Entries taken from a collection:
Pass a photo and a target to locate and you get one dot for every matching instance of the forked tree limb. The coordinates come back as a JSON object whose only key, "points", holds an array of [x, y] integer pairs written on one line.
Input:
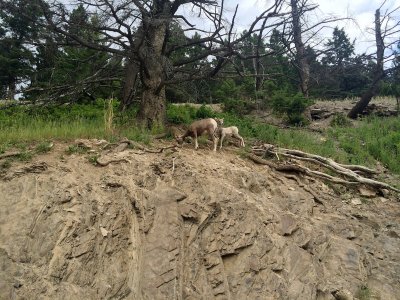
{"points": [[348, 171]]}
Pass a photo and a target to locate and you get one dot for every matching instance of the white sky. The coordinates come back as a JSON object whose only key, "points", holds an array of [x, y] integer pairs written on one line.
{"points": [[361, 11]]}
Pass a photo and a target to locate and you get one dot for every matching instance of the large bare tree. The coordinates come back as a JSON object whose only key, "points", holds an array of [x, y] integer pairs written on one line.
{"points": [[139, 31], [386, 30]]}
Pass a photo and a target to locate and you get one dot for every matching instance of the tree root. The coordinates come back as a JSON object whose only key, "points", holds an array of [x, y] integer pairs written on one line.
{"points": [[106, 163], [351, 173], [140, 147], [10, 154]]}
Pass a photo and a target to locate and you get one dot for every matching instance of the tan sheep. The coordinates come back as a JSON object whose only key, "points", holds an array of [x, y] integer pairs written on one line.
{"points": [[199, 127], [232, 131]]}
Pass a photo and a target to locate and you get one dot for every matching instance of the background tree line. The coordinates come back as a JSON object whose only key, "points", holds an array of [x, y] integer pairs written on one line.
{"points": [[144, 52]]}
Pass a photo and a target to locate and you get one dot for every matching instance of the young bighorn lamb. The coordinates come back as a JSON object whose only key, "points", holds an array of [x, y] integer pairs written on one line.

> Given request
Write out again every row from the one containing "of the large" down to the end of the rows, both included, with their requests. Scale each point coordinate in the answers by 2.45 and round it to a whole number, with halves rounding up.

> Solution to this problem
Pass a photo and a target to locate and you get one dot for every matching instance of the large bare tree. The coordinates come back as a JSON object whose only key, "points", holds an array of [x, y] integer pairs written on one line.
{"points": [[341, 76], [946, 74]]}
Pass a photo and a target to locate and you get one dot for every matching instance of the tree root. The coordinates come back as a JSON object whose only key, "points", holds an array of [x, y] integer pairs written on one line.
{"points": [[260, 399], [860, 424], [343, 360], [25, 377]]}
Pass a photo and a target to locate and you get one dot for every matching instance of the tan sheep. The coordinates come back as a JSON object whose only key, "points", holds an array of [x, y] integer pairs written on one line.
{"points": [[488, 311], [568, 321]]}
Pass a photo and a target to locate and you get one dot for every matching instance of the background tree line. The coordinates come back as a JSON object whose only key, "points", holds an array of [x, y] integer pairs written on one line.
{"points": [[353, 127]]}
Pass a photo and a target to locate and you get one dot for every matching instance of the young bighorn lamb. The coordinates come back as a JSON object whose only key, "points", holds an array of [x, y] integer pairs written on one line.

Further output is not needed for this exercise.